Source data section start

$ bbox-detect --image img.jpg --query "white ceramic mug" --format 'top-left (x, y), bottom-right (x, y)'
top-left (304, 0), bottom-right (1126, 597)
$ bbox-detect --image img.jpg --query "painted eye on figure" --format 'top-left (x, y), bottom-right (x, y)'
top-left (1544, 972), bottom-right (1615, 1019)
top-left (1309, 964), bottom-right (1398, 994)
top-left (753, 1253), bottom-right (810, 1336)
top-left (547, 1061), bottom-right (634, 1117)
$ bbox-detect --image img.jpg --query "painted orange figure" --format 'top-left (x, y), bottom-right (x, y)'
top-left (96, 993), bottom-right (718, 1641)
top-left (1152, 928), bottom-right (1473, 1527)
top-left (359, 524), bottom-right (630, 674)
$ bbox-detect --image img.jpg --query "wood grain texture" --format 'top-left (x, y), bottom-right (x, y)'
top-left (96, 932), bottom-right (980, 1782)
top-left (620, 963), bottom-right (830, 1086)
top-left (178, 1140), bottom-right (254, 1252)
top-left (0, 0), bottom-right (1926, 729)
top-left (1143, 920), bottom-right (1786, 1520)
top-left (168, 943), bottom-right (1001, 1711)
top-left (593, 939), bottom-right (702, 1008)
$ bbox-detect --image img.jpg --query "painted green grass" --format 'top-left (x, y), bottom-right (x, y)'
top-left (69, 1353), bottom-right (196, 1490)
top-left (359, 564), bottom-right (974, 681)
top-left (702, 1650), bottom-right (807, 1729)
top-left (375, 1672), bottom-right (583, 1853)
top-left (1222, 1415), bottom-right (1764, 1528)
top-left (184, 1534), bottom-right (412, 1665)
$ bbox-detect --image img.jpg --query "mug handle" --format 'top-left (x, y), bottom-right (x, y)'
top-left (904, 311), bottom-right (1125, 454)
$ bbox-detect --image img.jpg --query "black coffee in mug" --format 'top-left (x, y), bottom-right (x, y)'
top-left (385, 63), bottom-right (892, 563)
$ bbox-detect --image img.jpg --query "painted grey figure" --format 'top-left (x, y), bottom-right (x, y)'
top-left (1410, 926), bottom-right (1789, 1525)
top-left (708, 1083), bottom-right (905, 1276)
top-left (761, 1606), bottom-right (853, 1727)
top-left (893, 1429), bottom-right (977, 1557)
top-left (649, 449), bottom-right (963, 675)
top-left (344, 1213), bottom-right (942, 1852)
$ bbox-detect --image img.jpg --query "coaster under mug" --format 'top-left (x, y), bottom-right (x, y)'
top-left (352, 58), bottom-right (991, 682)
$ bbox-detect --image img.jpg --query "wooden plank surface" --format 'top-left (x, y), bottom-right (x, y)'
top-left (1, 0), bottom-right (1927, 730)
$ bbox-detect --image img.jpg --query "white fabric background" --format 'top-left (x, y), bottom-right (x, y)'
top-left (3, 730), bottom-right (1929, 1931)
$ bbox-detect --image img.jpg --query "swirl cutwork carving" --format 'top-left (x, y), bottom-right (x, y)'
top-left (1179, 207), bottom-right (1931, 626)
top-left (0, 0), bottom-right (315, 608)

Source data section end

Return the listing exactly as it was given to you, with every line intact.

$ bbox-detect --image img.jpg --query "white ceramic mug" --format 'top-left (x, y), bottom-right (x, y)'
top-left (304, 0), bottom-right (1126, 597)
$ bbox-detect --image img.jpg --query "painted eye on figure" --format 'top-left (x, y), bottom-right (x, y)'
top-left (1544, 972), bottom-right (1615, 1019)
top-left (1309, 964), bottom-right (1398, 994)
top-left (753, 1253), bottom-right (810, 1336)
top-left (547, 1061), bottom-right (634, 1117)
$ bbox-detect --image img.jpg --query "painted orange figure" --format 'top-left (x, y), bottom-right (x, y)'
top-left (96, 993), bottom-right (718, 1641)
top-left (1152, 928), bottom-right (1473, 1527)
top-left (359, 524), bottom-right (630, 674)
$ bbox-detect --image img.jpg --query "wood grain texture" --format 'top-left (x, y), bottom-right (x, y)'
top-left (96, 932), bottom-right (980, 1782)
top-left (620, 963), bottom-right (830, 1086)
top-left (178, 1140), bottom-right (254, 1252)
top-left (0, 0), bottom-right (1926, 729)
top-left (1143, 920), bottom-right (1786, 1520)
top-left (168, 943), bottom-right (1001, 1711)
top-left (593, 939), bottom-right (702, 1008)
$ bbox-detect --image img.jpg --query "painted green grass" --format 'top-left (x, y), bottom-right (x, y)'
top-left (69, 1353), bottom-right (196, 1490)
top-left (359, 564), bottom-right (974, 681)
top-left (702, 1650), bottom-right (807, 1729)
top-left (375, 1672), bottom-right (583, 1853)
top-left (1222, 1415), bottom-right (1764, 1528)
top-left (184, 1534), bottom-right (412, 1665)
$ bbox-detect --image img.jpg --query "mug handle" --format 'top-left (x, y), bottom-right (x, y)'
top-left (904, 311), bottom-right (1125, 454)
$ bbox-detect --image img.jpg --query "black coffee in mug" --format 'top-left (x, y), bottom-right (x, y)'
top-left (385, 63), bottom-right (892, 563)
$ bbox-detect --image img.jpg --query "painted grey figure" --format 'top-left (x, y), bottom-right (x, y)'
top-left (1410, 926), bottom-right (1789, 1525)
top-left (708, 1083), bottom-right (905, 1276)
top-left (761, 1606), bottom-right (853, 1727)
top-left (893, 1429), bottom-right (977, 1557)
top-left (649, 449), bottom-right (963, 675)
top-left (344, 1213), bottom-right (942, 1852)
$ bbox-detect --image img.jpg --query "coaster under mug" --format 'top-left (x, y), bottom-right (x, y)'
top-left (352, 58), bottom-right (991, 682)
$ bbox-detect --image img.jpg --query "wooden plank surface" --format 'top-left (x, y), bottom-right (x, y)'
top-left (1, 0), bottom-right (1927, 730)
$ bbox-detect --image img.jpg --query "white fabric background" --format 'top-left (x, y), bottom-right (x, y)'
top-left (3, 730), bottom-right (1929, 1931)
$ bbox-detect --image img.jpg --query "swirl cutwork carving" --format 'top-left (x, y), bottom-right (x, y)'
top-left (1179, 207), bottom-right (1931, 626)
top-left (0, 0), bottom-right (315, 608)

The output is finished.